PROVIDED TEXT:
This case is not similar to Smith. Here, the trial judge specifically found no evidence that Hamid destroyed the records, finding "unknowable" what happened to them since Hamid claimed to mail the records but Ellis' attorney denied receipt. This case presents no basis to recognize a tort of intentional spoliation of evidence.

In addition to the crime of tampering with evidence,[2] Missouri has, for over a century, enforced an evidentiary spoliation inference, omnia praesumuntur contra spoliatorem (all things are presumed against a wrongdoer). Pomeroy v. Benton, 77 Mo. 64, 86 (1882); Brian E. Howard, Spoliation of Evidence, 49 J.Mo. Bar 121 (1993). Leading proponents for a tort of intentional spoliation recognize Missouri's role in developing the spoliation doctrine in evidence law. Jamie S. Gorelick et al., Destruction of Evidence, § 1, at 7 (1989). The evidentiary spoliation doctrine applies when there is intentional destruction *57 of evidence, indicating fraud and a desire to suppress the truth. Moore v. General Motors, 558 S.W.2d 720, 733 (Mo. App.1977). If applicable, destruction of evidence without a satisfactory explanation gives rise to an inference unfavorable to the spoliator. Garrett v. Terminal R. Ass'n of St. Louis, 259 S.W.2d 807, 812 (Mo.1953). In this case, the trial judge found no proof of such intentional destruction, fraud, or suppression, and his ruling is not an abuse of discretion.

STUDY MATERIAL:
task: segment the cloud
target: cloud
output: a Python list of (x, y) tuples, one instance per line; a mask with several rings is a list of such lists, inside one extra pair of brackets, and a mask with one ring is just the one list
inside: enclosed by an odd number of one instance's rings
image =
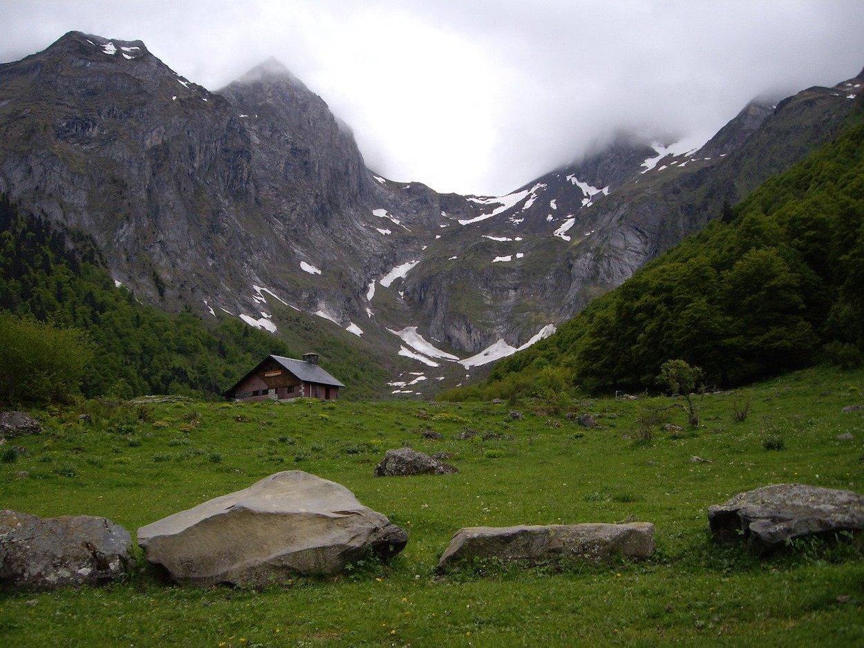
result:
[(709, 135), (751, 98), (864, 66), (858, 0), (0, 2), (0, 60), (70, 29), (143, 40), (218, 89), (269, 56), (349, 124), (370, 167), (502, 194), (616, 131)]

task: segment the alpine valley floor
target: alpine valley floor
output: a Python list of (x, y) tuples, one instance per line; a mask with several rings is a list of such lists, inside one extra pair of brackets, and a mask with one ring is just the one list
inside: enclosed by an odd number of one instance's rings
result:
[[(759, 559), (715, 545), (706, 507), (771, 483), (864, 492), (864, 370), (816, 367), (707, 395), (702, 425), (635, 441), (646, 398), (575, 403), (586, 429), (539, 405), (210, 403), (137, 409), (88, 401), (34, 412), (38, 436), (0, 464), (3, 506), (138, 526), (299, 468), (352, 489), (407, 529), (390, 565), (263, 591), (160, 582), (145, 567), (104, 588), (0, 596), (3, 645), (855, 645), (864, 643), (864, 553), (801, 543)], [(736, 404), (752, 398), (737, 422)], [(668, 398), (652, 400), (659, 404)], [(79, 415), (90, 414), (92, 423)], [(469, 428), (480, 434), (457, 438)], [(433, 441), (421, 431), (444, 435)], [(496, 438), (484, 440), (492, 432)], [(851, 433), (851, 441), (837, 435)], [(780, 437), (780, 450), (764, 446)], [(454, 475), (374, 478), (390, 448), (453, 453)], [(768, 444), (772, 445), (772, 444)], [(8, 448), (8, 446), (7, 446)], [(695, 462), (698, 456), (708, 460)], [(8, 457), (12, 459), (12, 457)], [(26, 474), (25, 474), (26, 472)], [(462, 526), (657, 525), (648, 562), (552, 569), (434, 568)], [(143, 562), (140, 552), (139, 565)]]

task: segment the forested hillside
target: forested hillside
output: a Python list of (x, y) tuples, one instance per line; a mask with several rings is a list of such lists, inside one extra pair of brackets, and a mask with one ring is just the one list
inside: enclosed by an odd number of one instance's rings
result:
[(655, 385), (683, 359), (729, 385), (864, 345), (864, 125), (762, 184), (556, 334), (446, 397)]
[(115, 287), (85, 237), (28, 217), (0, 200), (0, 309), (87, 334), (93, 359), (86, 396), (217, 394), (264, 355), (289, 354), (278, 339), (238, 320), (207, 327), (168, 314)]

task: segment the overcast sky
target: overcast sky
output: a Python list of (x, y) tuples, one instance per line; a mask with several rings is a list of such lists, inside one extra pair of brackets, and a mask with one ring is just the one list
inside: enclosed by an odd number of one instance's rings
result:
[(862, 0), (0, 0), (0, 60), (79, 29), (216, 90), (268, 56), (368, 165), (500, 194), (616, 130), (707, 137), (758, 95), (864, 67)]

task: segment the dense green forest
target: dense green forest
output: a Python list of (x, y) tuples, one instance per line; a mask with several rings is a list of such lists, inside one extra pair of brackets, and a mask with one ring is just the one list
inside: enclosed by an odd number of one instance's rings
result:
[(444, 397), (651, 388), (670, 359), (731, 385), (824, 357), (855, 365), (862, 346), (859, 124), (501, 361), (485, 384)]
[[(267, 353), (291, 354), (278, 339), (238, 320), (207, 326), (191, 313), (169, 314), (139, 303), (130, 291), (115, 288), (90, 239), (20, 213), (5, 198), (0, 311), (22, 321), (15, 329), (21, 340), (35, 339), (29, 320), (83, 331), (80, 343), (92, 358), (80, 389), (88, 397), (213, 396)], [(11, 319), (4, 325), (11, 327)], [(9, 344), (6, 350), (14, 351)], [(16, 358), (26, 359), (26, 353)]]

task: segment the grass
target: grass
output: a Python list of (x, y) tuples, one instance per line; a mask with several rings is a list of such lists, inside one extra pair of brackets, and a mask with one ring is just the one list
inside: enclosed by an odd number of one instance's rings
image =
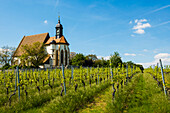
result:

EXERCISE SET:
- 1) Answer these questions from the spoliation opinion:
(a) According to the trial judge, what was "unknowable"?
(b) How does the spoliation opinion translate omnia praesumuntur contra spoliatorem?
(c) Which case does the spoliation opinion cite for the point that the evidentiary spoliation doctrine applies when intentional destruction of evidence indicates fraud and a desire to suppress the truth?
- 2) Continue the spoliation opinion from its last sentence, in the same style.

REPLIES:
- 1)
(a) What happened to the records.
(b) All things are presumed against a wrongdoer.
(c) Moore v. General Motors, 558 S.W.2d 720, 733 (Mo. App.1977).

- 2)
b. Negligent Maintenance

Ellis also claims negligent maintenance of her medical records. The threshold issue is whether Hamid has an independent duty to maintain medical records on Ellis. Cf. Koplin v. Rosel Well Perforators, Inc., 241 Kan. 206, 734 P.2d 1177, 1179 (1987). Ellis' claim is not that the negligent maintenance adversely affected her medical treatment. Rather Ellis alleges "substantial hindrance in establishing her prima facie malpractice action."

Invoking the logic of a Florida case,[3] Ellis alleges that § 191.227 RSMo Supp. 1992 and a case interpreting it[4] "pave the way for a cause of action where records are destroyed and a plaintiff's lawsuit impaired." In fact, § 191.227 was not enacted until 1988long after the records were requested in March 1985 and the lawsuit filed in June 1986. House Bill 925, § 1, Laws Mo. 1988, at p. 637. However, even before the enactment of § 191.227, a patient had a common law right to inspect and copy his or her medical records. Thurman v. Crawford, 652 S.W.2d 240, 242 (Mo.App.1983).

Ellis, however, misinterprets and over-generalizes the duty. The Missouri cases, statutes, and common law address a physician's duty to let the patient inspect and copy medical records. They do not create an independent duty to maintain medical records. To be sure, in another case, failure to maintain medical records may contribute to, or constitute, medical malpractice. A medical malpractice action is an adequate remedy for Ellis' injury. There is no need, in this case, to recognize an independent tort of negligent maintenance of medical records. Cf. Miller v. Montgomery County, 64 Md.App. 202, 494 A.2d 761, 768 cert, denied, 304 Md. 299, 498 A.2d 1185 (1985); La Rata v. Superior Court, 150 Ariz. 118, 722 P.2d 286, 288-90 (1986); Theresa M. Owens, Note, Should Iowa Adopt the Tort of Intentional Spoliation of Evidence in Civil Litigation?, 41 Drake L.Rev. 179, 191-192 (1992).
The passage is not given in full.